#### Records provided

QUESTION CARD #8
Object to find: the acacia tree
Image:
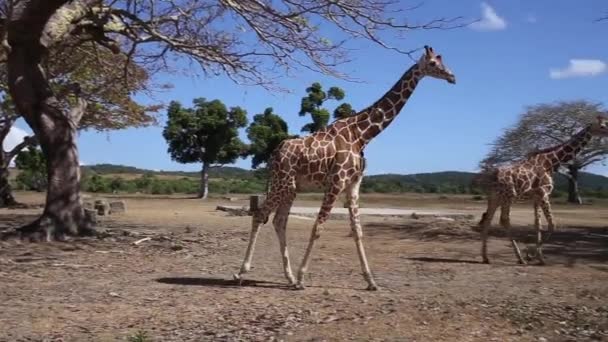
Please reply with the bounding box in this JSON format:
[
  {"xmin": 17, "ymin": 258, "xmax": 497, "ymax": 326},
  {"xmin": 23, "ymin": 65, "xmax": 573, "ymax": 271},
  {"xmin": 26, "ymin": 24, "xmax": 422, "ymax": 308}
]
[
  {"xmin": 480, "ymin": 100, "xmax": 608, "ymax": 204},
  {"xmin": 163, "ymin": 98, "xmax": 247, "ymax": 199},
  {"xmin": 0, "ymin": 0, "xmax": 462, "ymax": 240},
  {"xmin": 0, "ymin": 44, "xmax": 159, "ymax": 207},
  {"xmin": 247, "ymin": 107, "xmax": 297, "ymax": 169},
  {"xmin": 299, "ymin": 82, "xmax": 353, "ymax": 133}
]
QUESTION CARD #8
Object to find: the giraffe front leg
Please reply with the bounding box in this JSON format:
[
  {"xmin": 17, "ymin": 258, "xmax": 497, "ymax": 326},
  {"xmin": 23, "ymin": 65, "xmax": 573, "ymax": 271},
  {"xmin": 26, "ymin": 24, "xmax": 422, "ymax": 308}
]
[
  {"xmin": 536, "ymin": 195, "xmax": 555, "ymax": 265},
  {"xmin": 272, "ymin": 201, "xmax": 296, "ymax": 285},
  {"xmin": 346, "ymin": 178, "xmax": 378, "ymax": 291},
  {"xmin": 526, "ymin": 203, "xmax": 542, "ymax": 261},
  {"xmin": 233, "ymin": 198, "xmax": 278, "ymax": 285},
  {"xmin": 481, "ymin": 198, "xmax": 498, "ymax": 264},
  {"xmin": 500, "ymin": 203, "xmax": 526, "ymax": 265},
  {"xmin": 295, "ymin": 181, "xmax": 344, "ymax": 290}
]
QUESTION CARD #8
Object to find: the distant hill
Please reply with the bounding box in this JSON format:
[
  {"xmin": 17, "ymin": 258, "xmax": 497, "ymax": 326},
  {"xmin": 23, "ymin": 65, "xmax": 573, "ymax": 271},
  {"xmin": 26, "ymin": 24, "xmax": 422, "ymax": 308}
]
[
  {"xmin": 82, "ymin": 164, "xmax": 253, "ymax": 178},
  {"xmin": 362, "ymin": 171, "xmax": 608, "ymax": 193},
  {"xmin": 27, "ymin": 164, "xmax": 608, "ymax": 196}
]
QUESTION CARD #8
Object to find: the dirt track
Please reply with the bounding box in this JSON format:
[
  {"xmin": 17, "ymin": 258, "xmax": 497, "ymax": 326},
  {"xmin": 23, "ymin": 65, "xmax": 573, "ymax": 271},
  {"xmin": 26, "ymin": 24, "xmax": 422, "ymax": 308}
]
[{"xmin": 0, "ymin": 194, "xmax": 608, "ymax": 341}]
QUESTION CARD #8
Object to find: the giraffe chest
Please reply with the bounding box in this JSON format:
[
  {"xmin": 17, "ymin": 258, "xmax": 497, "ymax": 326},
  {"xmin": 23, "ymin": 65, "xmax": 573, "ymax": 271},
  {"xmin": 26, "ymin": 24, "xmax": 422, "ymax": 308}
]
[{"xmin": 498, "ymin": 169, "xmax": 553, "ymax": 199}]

########

§ Task to carry out
In how many lines of the records above does the word "Object" appear? Reply with the number alone.

§ Response to the exercise
5